WORK TO COMPLETE ▸ Change "dark cloud" to "storm cloud" in the rows from the first one through the line that has "pixel 619 149", keeping everything else the same.
## Begin STORED ROWS
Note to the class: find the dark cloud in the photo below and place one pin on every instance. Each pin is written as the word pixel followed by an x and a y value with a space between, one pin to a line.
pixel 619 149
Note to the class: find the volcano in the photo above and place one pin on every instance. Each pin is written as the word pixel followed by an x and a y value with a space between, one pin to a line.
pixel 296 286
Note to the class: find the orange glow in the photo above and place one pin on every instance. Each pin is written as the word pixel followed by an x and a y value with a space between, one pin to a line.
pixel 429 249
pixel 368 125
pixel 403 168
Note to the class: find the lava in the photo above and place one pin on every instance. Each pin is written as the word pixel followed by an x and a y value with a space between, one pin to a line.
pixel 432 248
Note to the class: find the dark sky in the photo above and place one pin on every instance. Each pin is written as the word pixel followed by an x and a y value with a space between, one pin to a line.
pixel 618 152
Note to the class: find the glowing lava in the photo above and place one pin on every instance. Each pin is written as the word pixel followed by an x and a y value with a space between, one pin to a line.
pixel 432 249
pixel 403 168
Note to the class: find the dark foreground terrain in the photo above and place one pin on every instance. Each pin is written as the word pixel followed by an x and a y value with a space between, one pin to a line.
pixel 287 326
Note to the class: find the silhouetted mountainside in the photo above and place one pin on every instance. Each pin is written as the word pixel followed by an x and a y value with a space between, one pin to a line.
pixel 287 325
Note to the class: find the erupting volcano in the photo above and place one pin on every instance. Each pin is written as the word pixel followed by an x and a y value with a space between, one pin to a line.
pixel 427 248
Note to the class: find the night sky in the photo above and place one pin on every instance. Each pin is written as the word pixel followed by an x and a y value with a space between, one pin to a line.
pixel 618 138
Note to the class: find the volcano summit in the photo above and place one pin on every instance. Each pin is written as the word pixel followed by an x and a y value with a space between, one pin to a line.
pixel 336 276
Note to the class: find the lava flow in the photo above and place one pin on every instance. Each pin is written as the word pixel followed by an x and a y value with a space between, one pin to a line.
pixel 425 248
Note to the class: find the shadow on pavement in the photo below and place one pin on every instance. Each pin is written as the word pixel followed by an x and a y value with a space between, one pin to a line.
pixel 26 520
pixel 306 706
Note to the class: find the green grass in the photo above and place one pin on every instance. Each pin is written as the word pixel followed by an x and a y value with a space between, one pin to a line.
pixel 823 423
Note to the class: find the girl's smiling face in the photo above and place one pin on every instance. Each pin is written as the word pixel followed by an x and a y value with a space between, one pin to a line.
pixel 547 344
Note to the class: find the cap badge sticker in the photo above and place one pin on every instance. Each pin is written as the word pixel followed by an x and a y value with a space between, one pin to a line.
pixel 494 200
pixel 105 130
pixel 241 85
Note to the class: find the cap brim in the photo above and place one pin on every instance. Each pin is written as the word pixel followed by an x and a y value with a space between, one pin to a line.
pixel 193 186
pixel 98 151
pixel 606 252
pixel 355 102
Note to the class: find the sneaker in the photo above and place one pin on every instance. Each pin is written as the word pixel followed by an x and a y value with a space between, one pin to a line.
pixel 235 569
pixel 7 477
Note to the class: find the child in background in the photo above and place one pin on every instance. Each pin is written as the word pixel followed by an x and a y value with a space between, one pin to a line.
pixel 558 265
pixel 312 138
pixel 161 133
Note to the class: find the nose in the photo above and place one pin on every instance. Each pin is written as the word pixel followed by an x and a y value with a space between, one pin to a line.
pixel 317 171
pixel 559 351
## End STORED ROWS
WRITTEN RESPONSE ▸
Note to the class: find the storm cloud in the photo below and place one pin on every instance. Each pin is written as the word pixel followed by an x and a y value with a space between, one pin to a line.
pixel 619 149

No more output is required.